*** Data for this task ***
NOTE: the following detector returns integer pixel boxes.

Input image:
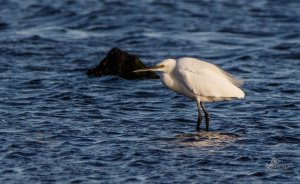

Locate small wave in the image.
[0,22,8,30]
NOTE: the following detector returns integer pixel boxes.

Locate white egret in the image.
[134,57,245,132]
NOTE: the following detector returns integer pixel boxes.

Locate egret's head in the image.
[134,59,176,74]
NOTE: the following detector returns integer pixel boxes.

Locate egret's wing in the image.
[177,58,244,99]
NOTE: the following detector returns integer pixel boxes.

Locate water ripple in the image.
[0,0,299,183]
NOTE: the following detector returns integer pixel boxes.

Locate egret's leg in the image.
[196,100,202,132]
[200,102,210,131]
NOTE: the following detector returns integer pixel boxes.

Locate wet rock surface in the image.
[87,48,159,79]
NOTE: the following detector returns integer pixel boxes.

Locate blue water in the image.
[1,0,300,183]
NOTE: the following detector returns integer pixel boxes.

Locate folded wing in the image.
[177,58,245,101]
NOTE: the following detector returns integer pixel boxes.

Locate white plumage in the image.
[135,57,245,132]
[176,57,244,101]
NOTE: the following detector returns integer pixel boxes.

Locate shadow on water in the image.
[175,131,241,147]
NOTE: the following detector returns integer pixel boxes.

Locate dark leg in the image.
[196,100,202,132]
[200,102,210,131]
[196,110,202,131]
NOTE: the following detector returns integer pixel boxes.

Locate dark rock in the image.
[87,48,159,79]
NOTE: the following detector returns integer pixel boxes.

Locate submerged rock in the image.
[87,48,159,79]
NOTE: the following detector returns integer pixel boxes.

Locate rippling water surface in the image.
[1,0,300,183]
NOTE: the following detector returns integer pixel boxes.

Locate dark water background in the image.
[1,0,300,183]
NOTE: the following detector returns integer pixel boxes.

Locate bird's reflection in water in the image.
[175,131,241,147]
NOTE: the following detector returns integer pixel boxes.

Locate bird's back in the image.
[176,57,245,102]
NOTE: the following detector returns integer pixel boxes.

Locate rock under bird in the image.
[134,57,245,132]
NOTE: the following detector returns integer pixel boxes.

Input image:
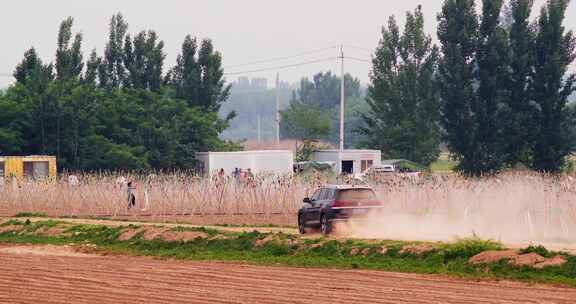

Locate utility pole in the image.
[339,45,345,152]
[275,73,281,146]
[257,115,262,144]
*** End of Data for this task ***
Pictures stay out of the copy. Reproduce exactly the lines from the one containing "Locate wet rock surface in the image." through the last line of the records above, both included.

Locate wet rock surface in the image.
[87,48,159,79]
NOTE: the following detector returns integer pixel boxes.

Locate blue water in the image.
[1,0,300,183]
NOTE: the following detector returns integer pixel boxes.

Locate folded wing in the image.
[177,58,245,101]
NOTE: the following detector returns integer pixel boxes.

Locate white plumage in the image.
[135,57,245,132]
[176,57,244,101]
NOTE: the following detector returns integer pixel boxes.

Locate shadow on water in the image.
[175,131,241,147]
NOTE: the following detector returns integer pixel boxes.

Locate dark leg in the image.
[196,100,202,132]
[200,102,210,131]
[196,110,202,131]
NOTE: the following detector returns integer pixel boxes.

Locate dark rock in the image.
[87,48,159,79]
NOTE: the following detector returns integer pixel boxes.

Locate submerged rock in the image.
[87,48,159,79]
NOTE: the following detector returns integer pixel boxes.

Locate rippling water surface in the image.
[1,0,300,183]
NOTE: the following detector returns integer pixel boxes.

Locate dark water background in the image.
[1,0,300,183]
NOTE: the following detector returns integer pixel boxes.

Locate bird's reflection in water in the image.
[175,131,241,147]
NOTE: the following detector returns integer pixel boxes.

Locate bird's back in the image.
[176,57,245,102]
NOTE: the following detector returns integer pixel boxes.

Locate rock under bird in the image.
[134,57,245,132]
NOTE: the following detector returns integer pixel boxes.

Input image:

Locate utility pole in the image.
[339,45,345,152]
[275,73,281,146]
[257,115,262,144]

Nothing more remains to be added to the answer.